> [SUPPLIED RECORDS]:
• • • • • • •

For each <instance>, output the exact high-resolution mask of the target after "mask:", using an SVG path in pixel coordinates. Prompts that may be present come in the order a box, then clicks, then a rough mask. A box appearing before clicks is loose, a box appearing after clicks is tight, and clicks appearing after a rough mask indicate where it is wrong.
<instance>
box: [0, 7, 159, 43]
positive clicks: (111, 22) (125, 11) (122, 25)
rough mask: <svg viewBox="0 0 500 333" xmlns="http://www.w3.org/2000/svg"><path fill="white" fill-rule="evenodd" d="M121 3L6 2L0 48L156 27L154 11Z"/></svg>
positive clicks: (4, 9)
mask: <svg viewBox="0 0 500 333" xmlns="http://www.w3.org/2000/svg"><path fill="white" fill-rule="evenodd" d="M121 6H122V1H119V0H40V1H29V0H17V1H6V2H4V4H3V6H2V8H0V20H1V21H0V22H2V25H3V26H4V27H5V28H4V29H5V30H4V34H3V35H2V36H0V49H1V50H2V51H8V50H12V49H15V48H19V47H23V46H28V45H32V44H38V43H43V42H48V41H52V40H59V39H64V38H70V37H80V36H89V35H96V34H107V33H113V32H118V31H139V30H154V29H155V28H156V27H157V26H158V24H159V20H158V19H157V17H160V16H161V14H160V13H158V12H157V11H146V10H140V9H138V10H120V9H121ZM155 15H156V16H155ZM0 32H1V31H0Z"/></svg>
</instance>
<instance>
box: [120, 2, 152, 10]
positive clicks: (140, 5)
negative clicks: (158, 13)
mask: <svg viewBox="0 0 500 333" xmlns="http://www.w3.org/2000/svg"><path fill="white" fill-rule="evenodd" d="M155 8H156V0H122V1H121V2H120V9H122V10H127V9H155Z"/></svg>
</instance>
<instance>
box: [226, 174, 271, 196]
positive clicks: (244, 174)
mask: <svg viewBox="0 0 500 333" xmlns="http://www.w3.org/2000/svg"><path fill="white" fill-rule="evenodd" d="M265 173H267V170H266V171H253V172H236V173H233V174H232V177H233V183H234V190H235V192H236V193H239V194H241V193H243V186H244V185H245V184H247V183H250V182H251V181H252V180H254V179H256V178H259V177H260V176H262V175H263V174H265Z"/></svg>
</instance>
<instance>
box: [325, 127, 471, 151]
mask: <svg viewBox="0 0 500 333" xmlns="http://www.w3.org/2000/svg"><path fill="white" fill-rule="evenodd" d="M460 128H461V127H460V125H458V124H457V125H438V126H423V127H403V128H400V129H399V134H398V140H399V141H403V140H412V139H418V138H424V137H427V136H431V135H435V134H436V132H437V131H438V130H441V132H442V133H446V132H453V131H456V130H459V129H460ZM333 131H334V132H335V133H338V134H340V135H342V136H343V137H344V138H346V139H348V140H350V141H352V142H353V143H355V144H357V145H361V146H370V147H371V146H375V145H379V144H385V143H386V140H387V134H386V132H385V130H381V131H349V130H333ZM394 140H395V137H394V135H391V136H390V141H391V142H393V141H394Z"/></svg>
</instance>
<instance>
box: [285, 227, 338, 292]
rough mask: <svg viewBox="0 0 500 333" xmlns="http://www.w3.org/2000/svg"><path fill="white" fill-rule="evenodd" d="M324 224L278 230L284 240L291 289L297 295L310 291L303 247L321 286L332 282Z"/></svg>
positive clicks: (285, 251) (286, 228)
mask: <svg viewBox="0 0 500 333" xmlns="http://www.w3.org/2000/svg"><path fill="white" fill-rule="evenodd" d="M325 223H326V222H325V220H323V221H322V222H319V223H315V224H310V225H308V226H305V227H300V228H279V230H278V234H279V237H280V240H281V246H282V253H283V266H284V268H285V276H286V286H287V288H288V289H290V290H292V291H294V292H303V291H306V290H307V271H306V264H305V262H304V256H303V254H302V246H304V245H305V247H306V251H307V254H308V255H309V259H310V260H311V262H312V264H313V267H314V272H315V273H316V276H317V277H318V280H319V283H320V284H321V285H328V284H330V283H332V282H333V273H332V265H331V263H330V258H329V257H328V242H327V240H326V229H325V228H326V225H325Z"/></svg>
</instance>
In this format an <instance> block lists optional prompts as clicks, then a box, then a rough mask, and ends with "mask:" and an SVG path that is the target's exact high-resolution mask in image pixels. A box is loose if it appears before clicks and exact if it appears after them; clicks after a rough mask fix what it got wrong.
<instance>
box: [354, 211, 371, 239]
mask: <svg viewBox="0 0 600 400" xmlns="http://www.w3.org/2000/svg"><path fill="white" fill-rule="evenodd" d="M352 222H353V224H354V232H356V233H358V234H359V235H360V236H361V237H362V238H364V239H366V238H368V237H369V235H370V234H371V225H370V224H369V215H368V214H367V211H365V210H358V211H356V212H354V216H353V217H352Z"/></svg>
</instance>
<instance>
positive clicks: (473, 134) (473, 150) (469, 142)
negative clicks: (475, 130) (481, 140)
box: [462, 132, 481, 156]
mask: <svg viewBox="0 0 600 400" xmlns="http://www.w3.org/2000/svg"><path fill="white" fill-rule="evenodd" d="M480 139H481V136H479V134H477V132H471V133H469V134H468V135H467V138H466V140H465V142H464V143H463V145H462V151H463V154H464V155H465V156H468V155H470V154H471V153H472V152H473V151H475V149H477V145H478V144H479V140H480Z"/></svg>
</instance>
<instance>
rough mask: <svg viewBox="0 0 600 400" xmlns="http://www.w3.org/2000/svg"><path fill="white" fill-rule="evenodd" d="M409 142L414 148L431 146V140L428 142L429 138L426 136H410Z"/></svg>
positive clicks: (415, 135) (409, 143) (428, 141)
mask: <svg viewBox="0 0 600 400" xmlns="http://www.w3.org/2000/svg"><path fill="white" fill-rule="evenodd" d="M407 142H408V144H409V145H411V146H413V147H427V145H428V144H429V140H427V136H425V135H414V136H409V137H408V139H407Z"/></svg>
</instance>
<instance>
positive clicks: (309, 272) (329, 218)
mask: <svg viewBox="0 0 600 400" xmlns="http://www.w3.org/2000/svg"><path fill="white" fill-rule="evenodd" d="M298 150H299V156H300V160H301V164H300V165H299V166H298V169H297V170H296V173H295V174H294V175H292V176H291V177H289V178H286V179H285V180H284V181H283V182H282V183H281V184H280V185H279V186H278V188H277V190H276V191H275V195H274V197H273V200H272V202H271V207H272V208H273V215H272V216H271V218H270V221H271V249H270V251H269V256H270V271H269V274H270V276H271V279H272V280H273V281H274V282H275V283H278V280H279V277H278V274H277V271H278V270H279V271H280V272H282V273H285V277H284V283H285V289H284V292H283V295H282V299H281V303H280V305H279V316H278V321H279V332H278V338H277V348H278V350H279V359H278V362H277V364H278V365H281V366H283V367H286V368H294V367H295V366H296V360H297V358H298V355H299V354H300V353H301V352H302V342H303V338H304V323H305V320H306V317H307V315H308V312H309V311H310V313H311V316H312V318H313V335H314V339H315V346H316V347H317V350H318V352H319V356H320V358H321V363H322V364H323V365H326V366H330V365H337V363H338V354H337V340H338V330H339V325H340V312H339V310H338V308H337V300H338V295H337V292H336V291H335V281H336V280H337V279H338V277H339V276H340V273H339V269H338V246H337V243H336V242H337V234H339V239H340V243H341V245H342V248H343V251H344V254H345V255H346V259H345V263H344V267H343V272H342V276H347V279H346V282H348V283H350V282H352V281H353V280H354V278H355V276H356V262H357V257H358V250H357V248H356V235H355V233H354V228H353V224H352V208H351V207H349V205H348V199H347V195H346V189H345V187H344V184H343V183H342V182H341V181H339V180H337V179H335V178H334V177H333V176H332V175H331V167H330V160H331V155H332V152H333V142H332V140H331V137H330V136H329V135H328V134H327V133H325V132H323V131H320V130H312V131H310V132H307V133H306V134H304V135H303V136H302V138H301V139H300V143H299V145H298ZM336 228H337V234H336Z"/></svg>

• • • • • • •

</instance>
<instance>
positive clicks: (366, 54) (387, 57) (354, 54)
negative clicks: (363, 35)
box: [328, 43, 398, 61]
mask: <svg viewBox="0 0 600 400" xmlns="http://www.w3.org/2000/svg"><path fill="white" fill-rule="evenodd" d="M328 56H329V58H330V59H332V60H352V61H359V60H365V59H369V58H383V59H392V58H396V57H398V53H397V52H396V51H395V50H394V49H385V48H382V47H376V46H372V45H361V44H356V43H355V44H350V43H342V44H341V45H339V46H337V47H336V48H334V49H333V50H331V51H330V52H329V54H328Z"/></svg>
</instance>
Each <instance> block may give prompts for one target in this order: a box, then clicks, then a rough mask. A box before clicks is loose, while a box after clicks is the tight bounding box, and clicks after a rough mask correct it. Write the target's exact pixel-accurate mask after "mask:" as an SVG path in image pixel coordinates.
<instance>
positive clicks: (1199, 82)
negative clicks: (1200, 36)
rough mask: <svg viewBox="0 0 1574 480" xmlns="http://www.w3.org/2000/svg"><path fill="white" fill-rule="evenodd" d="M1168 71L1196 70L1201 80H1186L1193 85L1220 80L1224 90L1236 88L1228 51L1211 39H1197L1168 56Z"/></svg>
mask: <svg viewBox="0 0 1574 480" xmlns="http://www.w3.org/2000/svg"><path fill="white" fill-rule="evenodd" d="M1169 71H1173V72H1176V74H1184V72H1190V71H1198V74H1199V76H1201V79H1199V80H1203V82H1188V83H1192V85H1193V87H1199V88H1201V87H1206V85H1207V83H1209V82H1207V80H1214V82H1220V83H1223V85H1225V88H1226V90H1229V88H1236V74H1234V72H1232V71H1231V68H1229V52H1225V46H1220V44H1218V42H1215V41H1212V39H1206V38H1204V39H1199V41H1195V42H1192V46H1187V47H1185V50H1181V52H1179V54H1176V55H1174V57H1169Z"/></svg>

• • • • • • •

> [EXERCISE OBJECTIVE]:
Your task is to restate, word for word, only those lines above that fall between the line holding "For each <instance>, output" and the line holding "positive clicks: (140, 5)", inclusive.

> [WRITTEN SOLUTION]:
For each <instance>, output the exact high-resolution mask of the target after "mask:", using an SVG path in pixel coordinates. Prompts that may be present come in the order a box, then clicks, then a rough mask. A box appearing before clicks is loose, a box appearing after clicks is tight, and clicks appearing after a rough mask indicate where it is wrong.
<instance>
box: [0, 7, 159, 43]
positive clicks: (111, 22) (125, 11) (122, 25)
rough mask: <svg viewBox="0 0 500 333" xmlns="http://www.w3.org/2000/svg"><path fill="white" fill-rule="evenodd" d="M121 3L6 2L0 48L156 27L154 11Z"/></svg>
positive clicks: (4, 9)
mask: <svg viewBox="0 0 500 333" xmlns="http://www.w3.org/2000/svg"><path fill="white" fill-rule="evenodd" d="M121 6H122V1H119V0H40V1H29V0H17V1H6V2H4V4H3V6H2V8H0V20H1V21H0V22H2V25H3V26H4V27H5V28H4V29H5V30H4V34H3V35H2V36H0V49H1V50H2V51H8V50H12V49H15V48H19V47H23V46H28V45H32V44H38V43H43V42H48V41H52V40H59V39H64V38H70V37H80V36H89V35H96V34H107V33H113V32H118V31H139V30H154V29H155V28H156V27H157V26H158V24H159V20H158V19H157V17H160V16H161V14H160V13H158V12H157V11H146V10H140V9H138V10H120V9H121ZM155 15H156V16H155ZM0 32H1V31H0Z"/></svg>
</instance>
<instance>
box: [120, 2, 152, 10]
positive clicks: (140, 5)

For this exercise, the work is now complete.